[Quoted passage]:
———
Zurich / Basel | | Media Releases Switzerland

The Swiss economy remains in good health. Economic growth is broadly based, and leading indicators point to continuing robust economic expansion in 2008. However, the outlook for 2009 has weakened, owing to the slowdown in the global economy and the appreciation of the Swiss franc. Accordingly, UBS still expects the economy to grow 2.3% in 2008, but has lowered its forecast for 2009 to 1.4%.

In recent months, the Swiss economy appears to have remained almost impervious to the slowdown in the US economy and the turbulence in the international financial markets. Real GDP grew 3.6% year-over-year in Q4 2007. This is the fastest rise since Q3 2000. With full-year growth of 3.1%, 2007 was the fourth year in a row with growth above 2%.
———
[Data excerpts]:
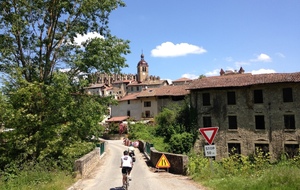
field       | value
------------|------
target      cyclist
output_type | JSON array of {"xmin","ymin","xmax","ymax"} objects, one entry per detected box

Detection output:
[
  {"xmin": 120, "ymin": 150, "xmax": 133, "ymax": 187},
  {"xmin": 128, "ymin": 144, "xmax": 135, "ymax": 162}
]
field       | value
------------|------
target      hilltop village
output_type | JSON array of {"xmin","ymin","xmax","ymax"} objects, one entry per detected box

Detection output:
[{"xmin": 85, "ymin": 54, "xmax": 300, "ymax": 159}]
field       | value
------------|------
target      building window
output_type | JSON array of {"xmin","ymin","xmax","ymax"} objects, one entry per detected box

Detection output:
———
[Exercise tasks]:
**A.** List every percentage figure that appears in the release on the Swiss economy.
**B.** Continue the release on the Swiss economy from its last sentence.
The items are separate material, apart from the text on the Swiss economy.

[Responses by task]:
**A.** 2.3%, 1.4%, 3.6%, 3.1%, 2%

**B.**
Growth is broadly based and the economic indicators point to continuing robust economic expansion in 2008. The positive trend on the labor market, in particular, generates optimism. The strong increase in employment and rises in real wages should lend further support to private consumption. However, the high export growth of recent years is unlikely to continue. According to UBS Wealth Management Research estimates, the slowdown in the US economy is likely to persist well into 2009. Although only around 10% of exports go to the US, demand from other regions is likely to slow over time due to knock-on effects. Developments in Switzerland's biggest trading partner, the eurozone, are of particular importance. UBS Wealth Management Research expects that economic growth in the eurozone will slow to 1.7% in the current year and 1.2% in 2009. A further consideration is that the rise in risk aversion among investors as a result of the upheavals on the financial market is likely to maintain upward pressure on the Swiss franc in the coming months, which will adversely affect the price competitiveness of Swiss exporters. Finally, the credit crisis and its negative impact on the financial sector should weigh on growth in services exports. As these effects generally take some time to develop their full impact, a sudden drop in export demand is unlikely. However, these adverse effects will gain in importance over time, and will make themselves felt in the export sector in 2009 in particular. While UBS Wealth Management Research still expects the economy to grow 2.3% in 2008, it has therefore lowered its forecast for 2009 from 1.8% to 1.4%.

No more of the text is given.